• [TASK TO COMPLETE]
Locate every row below that contains the string "store" and copy each of those lines in full.

/---

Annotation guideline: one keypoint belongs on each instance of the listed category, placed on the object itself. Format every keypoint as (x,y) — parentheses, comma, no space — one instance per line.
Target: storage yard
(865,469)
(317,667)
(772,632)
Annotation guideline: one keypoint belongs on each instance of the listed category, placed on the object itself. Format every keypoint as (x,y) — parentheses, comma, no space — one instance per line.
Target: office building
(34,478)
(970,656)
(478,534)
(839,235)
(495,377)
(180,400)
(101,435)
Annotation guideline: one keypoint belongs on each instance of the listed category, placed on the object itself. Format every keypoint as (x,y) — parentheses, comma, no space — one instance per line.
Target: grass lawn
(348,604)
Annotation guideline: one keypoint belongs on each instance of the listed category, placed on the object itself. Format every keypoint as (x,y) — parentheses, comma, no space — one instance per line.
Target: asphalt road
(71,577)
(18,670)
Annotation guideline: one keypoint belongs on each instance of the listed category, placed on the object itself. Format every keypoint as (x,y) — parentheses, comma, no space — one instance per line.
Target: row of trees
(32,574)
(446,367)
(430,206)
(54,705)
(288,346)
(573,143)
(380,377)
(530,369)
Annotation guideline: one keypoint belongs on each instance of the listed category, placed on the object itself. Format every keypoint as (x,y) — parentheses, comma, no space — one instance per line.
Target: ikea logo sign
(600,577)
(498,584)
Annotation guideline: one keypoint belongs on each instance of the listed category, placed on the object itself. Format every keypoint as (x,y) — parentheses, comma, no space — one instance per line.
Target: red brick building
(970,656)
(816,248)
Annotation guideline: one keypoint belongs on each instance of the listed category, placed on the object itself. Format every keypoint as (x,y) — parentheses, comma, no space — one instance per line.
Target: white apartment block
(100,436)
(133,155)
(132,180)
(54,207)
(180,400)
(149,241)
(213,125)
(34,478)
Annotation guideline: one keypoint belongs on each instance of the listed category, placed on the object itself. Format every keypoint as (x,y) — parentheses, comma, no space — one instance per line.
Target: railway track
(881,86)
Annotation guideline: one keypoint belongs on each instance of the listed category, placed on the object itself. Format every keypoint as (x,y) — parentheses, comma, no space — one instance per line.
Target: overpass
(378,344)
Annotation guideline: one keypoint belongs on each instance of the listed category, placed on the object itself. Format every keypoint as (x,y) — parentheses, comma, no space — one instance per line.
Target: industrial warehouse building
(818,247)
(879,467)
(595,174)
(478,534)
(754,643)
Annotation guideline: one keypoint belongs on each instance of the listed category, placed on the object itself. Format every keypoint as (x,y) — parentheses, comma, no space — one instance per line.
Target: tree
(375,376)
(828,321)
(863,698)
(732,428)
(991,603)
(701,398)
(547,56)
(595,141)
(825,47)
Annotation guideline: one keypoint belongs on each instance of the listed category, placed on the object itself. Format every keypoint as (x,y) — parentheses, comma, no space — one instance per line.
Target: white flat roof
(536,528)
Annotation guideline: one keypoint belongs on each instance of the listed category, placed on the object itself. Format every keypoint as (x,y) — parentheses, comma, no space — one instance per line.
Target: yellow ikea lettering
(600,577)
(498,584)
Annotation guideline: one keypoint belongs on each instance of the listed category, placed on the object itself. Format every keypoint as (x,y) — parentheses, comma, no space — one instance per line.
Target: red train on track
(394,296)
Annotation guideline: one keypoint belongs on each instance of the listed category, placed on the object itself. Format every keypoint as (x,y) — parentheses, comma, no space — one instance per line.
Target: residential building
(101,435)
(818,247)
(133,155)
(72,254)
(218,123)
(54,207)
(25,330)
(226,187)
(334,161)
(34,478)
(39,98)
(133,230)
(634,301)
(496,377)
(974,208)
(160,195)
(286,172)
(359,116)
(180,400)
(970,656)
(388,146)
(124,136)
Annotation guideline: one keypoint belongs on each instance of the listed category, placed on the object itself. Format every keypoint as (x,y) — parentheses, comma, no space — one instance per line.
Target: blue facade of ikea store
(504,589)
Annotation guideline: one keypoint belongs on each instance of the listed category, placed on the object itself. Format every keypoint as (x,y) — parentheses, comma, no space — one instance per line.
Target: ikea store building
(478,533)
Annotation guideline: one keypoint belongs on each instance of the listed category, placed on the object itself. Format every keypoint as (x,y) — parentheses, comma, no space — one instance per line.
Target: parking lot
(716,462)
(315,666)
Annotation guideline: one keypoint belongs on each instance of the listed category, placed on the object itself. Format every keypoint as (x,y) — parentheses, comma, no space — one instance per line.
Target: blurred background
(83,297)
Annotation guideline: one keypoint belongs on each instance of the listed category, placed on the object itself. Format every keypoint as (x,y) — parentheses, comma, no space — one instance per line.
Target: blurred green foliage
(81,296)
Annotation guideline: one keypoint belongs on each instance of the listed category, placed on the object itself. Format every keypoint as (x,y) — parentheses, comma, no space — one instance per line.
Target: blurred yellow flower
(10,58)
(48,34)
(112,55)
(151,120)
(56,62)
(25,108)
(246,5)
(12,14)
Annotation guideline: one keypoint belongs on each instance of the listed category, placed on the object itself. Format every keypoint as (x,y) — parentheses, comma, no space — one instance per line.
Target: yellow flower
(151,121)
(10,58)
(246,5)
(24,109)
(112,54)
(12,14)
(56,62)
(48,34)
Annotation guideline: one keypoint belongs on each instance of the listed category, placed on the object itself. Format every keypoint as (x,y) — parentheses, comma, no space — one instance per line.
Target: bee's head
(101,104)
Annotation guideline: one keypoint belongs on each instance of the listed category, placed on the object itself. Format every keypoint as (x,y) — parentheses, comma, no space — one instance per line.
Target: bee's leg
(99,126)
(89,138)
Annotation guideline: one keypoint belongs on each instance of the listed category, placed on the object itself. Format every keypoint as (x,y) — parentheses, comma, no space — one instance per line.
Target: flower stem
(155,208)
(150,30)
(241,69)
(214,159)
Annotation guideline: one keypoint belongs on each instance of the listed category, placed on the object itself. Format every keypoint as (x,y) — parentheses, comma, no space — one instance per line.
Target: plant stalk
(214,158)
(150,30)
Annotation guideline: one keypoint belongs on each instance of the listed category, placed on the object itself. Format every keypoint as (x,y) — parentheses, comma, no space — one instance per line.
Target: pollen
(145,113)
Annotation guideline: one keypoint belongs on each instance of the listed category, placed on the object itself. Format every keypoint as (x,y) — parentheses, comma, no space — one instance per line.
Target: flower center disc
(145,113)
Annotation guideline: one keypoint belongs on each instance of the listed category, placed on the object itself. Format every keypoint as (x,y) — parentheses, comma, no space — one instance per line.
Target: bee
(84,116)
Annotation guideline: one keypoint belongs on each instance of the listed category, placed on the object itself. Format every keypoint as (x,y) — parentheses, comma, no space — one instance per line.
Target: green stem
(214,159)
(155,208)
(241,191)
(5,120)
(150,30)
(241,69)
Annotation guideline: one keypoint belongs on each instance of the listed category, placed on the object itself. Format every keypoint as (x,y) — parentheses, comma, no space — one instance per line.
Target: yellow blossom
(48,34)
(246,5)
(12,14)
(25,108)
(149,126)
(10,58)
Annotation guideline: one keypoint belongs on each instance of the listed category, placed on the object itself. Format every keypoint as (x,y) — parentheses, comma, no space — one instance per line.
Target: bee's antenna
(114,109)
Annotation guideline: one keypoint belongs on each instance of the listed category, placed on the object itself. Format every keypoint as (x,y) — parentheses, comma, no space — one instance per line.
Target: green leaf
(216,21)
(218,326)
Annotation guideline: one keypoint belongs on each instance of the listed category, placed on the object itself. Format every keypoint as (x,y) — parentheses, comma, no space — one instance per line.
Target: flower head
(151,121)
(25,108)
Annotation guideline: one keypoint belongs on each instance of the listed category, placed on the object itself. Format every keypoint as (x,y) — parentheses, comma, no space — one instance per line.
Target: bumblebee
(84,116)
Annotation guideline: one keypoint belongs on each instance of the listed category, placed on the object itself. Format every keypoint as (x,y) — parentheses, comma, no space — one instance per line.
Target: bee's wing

\---

• [FINISHED ANSWER]
Target: blue facade of ikea store
Target: ikea store building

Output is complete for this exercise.